SÉRIE D'EXERCICES.
[A] Relevez les titres de chansons du premier album de Shay que cite le texte sur Shay.
[B] Recopiez sans rien changer le passage du texte sur Shay qui s'ouvre sur les mots contenant "En effet, en" et se clôt sur "d’une ascension affolante.".

TEXTE PROPOSÉ.

À mi-chemin entre hyper – féminité et le vestiaire masculin


Que personne ne se méprenne, elle garde et accentue sa féminité prenant à contre-pied la figure de la rappeuse “garçon manqué”. Shay le dévoile dans une interview accordée à Numéro en février 2025: “Moi, j’ai débarqué [dans le rap] sans prévenir avec une image très… féminine. J’inspire [les autres femmes] peut-être parce que j’ai réussi à me faire une place dans une industrie foncièrement masculine.” En peu de mots, Shay incarne les femmes puissantes. Elle s’inspire de femmes qui aiment défier les diktats sociaux, à l’instar de Naomi Campbell et Mylène Farmer

En effet, en 2016, Shay franchit une étape décisive avec son premier album Jolie Garce. Par exemple, des titres comme PMW, Thibaut Courtois ou Cabeza rencontrent un succès significatif et accumulent plus de 35 millions d’écoutes individuellement. L’album décroche même le Graal, avec une certification disque de platine. Ce résultat ne relève pas du hasard, mais plutôt d’un savant mélange entre rap incisif, pop urbaine et R&B sensuel. Elle y défend ainsi un style cohérent et assumé. La pierre angulaire d’une ascension affolante.

LIGNES DE DONNÉES.
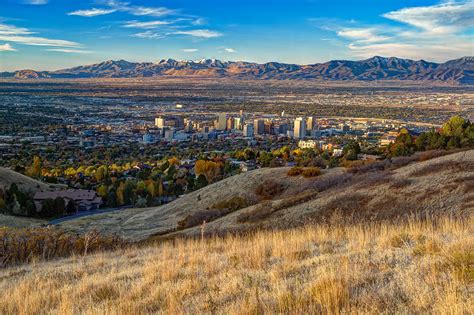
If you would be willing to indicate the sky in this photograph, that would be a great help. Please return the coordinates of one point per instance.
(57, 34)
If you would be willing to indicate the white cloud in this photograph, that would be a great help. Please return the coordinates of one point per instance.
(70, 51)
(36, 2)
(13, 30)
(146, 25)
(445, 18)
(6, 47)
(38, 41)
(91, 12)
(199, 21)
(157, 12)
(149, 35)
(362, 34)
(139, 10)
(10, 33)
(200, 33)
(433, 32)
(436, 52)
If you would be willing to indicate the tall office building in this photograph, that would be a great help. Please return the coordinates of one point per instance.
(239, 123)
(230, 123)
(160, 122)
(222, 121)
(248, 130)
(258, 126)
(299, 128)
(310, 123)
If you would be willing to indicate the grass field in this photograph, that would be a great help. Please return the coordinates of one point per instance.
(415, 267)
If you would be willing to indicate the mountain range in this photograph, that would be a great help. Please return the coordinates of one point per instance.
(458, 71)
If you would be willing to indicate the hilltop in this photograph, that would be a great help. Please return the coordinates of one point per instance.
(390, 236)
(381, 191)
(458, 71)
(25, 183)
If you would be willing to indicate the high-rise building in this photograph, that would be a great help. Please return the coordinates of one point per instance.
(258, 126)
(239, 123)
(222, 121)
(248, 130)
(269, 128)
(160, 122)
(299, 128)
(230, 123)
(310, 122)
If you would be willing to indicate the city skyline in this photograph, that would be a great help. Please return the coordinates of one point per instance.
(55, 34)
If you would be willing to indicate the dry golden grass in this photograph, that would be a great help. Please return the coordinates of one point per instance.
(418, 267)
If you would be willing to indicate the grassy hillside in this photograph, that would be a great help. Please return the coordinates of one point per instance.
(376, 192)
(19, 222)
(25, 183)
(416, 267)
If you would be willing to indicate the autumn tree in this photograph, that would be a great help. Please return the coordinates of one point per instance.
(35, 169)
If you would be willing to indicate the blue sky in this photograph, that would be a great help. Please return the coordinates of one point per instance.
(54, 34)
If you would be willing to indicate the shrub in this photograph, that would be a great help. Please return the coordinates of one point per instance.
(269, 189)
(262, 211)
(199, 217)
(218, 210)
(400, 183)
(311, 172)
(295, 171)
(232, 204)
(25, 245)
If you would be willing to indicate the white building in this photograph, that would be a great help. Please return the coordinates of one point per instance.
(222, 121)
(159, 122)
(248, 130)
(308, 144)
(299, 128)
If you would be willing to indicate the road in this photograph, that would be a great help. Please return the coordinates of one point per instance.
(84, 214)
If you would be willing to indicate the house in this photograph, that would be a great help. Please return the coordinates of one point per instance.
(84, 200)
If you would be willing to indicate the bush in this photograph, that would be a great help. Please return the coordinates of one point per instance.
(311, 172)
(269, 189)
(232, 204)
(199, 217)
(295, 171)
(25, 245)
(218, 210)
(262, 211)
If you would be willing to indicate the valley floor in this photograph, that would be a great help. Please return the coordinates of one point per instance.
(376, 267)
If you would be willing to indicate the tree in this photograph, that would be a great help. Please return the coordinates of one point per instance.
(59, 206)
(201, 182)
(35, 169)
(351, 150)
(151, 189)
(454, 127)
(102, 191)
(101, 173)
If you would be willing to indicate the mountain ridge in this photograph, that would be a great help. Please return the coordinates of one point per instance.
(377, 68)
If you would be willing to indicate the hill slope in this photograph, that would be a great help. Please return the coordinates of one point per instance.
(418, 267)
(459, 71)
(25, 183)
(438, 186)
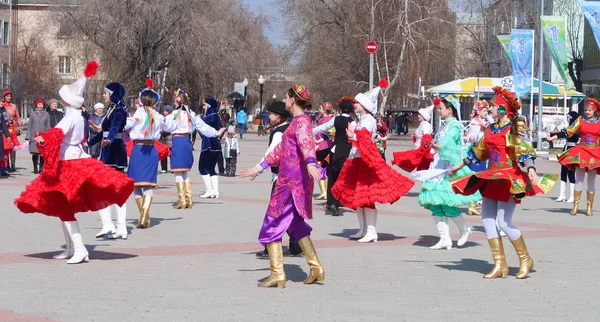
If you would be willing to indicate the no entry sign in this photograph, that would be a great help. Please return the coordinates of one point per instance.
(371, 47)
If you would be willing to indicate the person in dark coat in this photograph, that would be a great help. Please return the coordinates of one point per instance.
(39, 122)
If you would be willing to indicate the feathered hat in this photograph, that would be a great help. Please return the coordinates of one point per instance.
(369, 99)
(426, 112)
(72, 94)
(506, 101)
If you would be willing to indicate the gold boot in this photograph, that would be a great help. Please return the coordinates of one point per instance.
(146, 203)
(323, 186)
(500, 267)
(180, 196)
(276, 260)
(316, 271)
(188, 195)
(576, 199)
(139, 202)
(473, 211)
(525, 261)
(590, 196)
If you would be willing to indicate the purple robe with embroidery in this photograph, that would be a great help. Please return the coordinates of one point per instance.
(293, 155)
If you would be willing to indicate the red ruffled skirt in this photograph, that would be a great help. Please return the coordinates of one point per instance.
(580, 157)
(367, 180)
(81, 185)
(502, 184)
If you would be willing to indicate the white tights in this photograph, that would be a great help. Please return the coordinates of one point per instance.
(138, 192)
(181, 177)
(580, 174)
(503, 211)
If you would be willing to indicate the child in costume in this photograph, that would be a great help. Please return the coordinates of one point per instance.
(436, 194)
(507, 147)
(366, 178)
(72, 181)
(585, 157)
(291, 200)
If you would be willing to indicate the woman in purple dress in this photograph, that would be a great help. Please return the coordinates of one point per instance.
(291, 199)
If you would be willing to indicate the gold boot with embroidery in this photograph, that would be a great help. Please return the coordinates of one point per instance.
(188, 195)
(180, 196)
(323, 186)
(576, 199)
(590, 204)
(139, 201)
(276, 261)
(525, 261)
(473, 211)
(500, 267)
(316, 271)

RÉPONSES ATTENDUES.
[A] PMW, Thibaut Courtois, Cabeza

[B]
En effet, en 2016, Shay franchit une étape décisive avec son premier album Jolie Garce. Par exemple, des titres comme PMW, Thibaut Courtois ou Cabeza rencontrent un succès significatif et accumulent plus de 35 millions d’écoutes individuellement. L’album décroche même le Graal, avec une certification disque de platine. Ce résultat ne relève pas du hasard, mais plutôt d’un savant mélange entre rap incisif, pop urbaine et R&B sensuel. Elle y défend ainsi un style cohérent et assumé. La pierre angulaire d’une ascension affolante.